### Pointing dataset entries
+-------+

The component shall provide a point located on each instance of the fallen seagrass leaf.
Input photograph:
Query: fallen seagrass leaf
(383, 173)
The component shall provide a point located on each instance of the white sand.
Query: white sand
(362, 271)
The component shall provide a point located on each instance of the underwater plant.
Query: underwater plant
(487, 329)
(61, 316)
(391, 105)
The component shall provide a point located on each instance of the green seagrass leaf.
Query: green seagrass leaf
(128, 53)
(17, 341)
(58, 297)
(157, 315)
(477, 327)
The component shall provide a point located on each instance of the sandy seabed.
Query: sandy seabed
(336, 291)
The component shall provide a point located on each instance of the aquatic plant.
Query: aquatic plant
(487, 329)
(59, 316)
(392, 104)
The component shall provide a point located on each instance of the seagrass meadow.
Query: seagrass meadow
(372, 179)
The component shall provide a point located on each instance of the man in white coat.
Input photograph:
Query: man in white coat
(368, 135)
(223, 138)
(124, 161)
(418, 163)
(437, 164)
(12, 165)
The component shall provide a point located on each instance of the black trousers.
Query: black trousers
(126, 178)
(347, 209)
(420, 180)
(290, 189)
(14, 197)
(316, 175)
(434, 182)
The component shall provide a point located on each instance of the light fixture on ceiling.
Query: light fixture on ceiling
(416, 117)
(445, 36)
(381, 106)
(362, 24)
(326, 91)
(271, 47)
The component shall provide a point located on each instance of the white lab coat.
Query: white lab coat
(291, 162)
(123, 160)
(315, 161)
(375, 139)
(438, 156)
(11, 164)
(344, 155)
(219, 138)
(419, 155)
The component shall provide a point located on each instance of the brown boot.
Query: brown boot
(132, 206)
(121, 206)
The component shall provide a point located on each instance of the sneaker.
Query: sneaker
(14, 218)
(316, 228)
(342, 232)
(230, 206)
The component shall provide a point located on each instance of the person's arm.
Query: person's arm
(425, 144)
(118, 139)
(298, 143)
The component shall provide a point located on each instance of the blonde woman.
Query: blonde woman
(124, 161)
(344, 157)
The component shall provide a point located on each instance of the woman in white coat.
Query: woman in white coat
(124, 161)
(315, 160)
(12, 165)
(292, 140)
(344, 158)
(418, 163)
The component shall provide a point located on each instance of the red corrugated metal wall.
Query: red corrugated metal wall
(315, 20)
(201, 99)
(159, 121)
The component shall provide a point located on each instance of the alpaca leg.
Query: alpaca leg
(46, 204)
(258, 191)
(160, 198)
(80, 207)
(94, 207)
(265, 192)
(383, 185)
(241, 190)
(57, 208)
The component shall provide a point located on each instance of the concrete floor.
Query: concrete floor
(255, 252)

+-------+

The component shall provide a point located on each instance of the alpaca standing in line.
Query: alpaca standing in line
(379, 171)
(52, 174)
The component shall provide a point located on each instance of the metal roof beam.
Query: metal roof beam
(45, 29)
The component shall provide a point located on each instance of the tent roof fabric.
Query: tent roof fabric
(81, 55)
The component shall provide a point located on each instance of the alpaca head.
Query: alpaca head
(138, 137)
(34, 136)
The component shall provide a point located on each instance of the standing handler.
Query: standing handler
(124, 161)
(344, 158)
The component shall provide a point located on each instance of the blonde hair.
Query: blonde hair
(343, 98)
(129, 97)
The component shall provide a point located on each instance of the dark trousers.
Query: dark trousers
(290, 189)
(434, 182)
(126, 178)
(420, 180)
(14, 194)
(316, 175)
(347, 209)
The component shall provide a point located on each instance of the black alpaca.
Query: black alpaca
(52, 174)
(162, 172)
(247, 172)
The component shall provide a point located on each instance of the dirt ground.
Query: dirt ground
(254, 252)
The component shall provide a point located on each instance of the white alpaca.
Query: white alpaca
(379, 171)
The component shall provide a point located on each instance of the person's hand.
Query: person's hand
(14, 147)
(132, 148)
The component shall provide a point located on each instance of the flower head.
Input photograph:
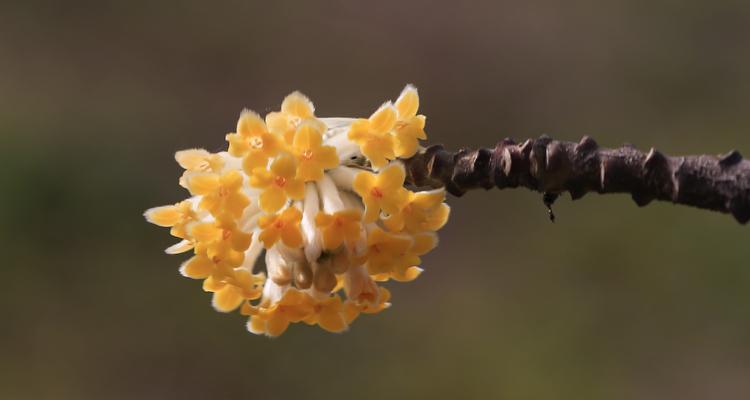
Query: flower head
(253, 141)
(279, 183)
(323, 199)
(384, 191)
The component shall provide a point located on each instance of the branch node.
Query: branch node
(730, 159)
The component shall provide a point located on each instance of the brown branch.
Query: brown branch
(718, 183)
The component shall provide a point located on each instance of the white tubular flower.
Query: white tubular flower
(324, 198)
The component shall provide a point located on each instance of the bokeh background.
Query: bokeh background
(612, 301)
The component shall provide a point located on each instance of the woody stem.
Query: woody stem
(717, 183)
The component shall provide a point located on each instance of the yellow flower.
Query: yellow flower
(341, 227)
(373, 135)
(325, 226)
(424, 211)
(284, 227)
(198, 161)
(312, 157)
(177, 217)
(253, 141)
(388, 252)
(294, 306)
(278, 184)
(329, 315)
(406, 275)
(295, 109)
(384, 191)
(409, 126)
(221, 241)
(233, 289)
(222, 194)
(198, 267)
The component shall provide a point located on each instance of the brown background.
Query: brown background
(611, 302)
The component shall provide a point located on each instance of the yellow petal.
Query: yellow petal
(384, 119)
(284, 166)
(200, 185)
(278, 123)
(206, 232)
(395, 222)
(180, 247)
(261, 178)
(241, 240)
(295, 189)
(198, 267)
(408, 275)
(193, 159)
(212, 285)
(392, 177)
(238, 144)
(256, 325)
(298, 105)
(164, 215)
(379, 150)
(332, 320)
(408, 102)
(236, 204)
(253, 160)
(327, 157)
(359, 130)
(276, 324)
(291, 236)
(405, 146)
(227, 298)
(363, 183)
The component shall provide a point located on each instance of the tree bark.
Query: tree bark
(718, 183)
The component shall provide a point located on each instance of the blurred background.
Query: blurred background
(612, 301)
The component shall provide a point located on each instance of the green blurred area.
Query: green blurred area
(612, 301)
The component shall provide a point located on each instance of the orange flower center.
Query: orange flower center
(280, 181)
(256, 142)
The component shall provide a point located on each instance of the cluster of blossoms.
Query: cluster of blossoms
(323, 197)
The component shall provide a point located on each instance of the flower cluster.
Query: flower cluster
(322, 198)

+-------+

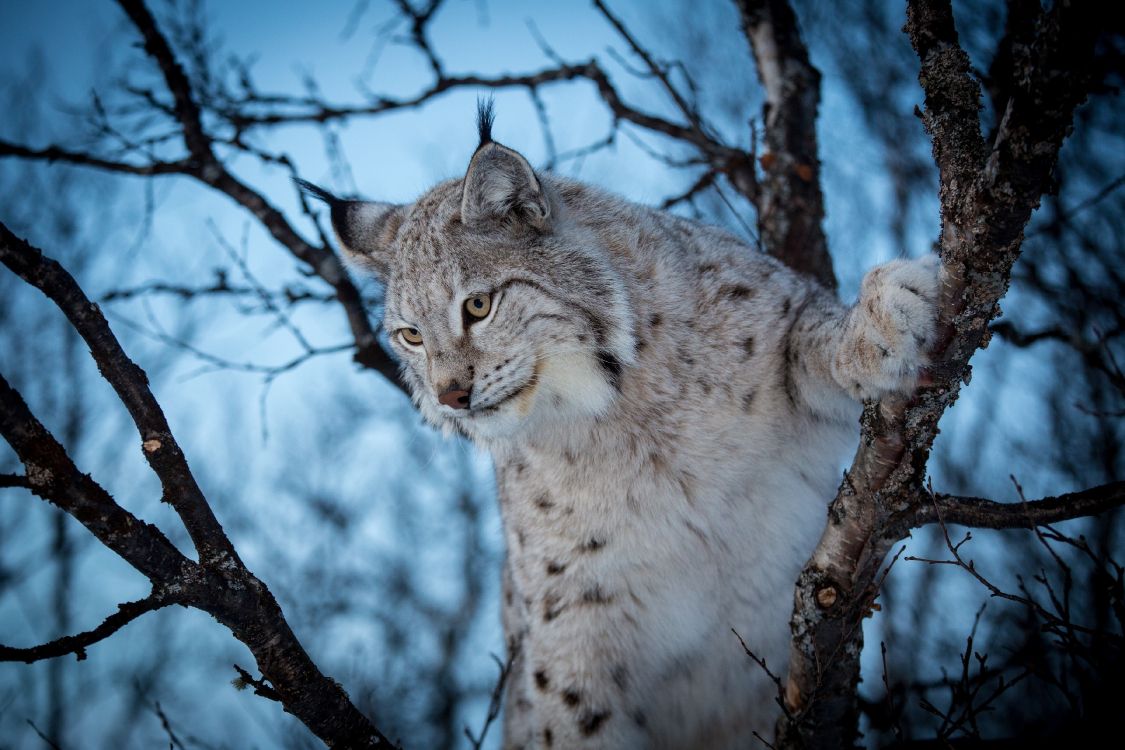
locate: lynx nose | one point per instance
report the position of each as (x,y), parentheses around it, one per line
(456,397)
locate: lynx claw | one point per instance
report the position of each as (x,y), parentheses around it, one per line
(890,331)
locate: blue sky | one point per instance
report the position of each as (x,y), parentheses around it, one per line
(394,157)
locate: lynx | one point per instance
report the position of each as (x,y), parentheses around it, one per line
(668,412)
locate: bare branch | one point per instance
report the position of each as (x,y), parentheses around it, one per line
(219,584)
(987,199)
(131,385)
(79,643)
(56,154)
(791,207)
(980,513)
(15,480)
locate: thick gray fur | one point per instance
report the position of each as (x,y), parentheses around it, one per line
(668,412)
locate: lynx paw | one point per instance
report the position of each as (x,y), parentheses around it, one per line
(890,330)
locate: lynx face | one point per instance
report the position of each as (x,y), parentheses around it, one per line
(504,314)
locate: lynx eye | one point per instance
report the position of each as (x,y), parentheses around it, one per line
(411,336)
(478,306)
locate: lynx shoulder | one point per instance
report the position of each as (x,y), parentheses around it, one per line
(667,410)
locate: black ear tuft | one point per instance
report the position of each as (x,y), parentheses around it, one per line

+-------+

### Objective
Pull out every line of the entries above that contains the string "tent", treating case as significant.

### Reply
The component shall provide a point located on each instance of the tent roof fabric.
Query: tent roof fabric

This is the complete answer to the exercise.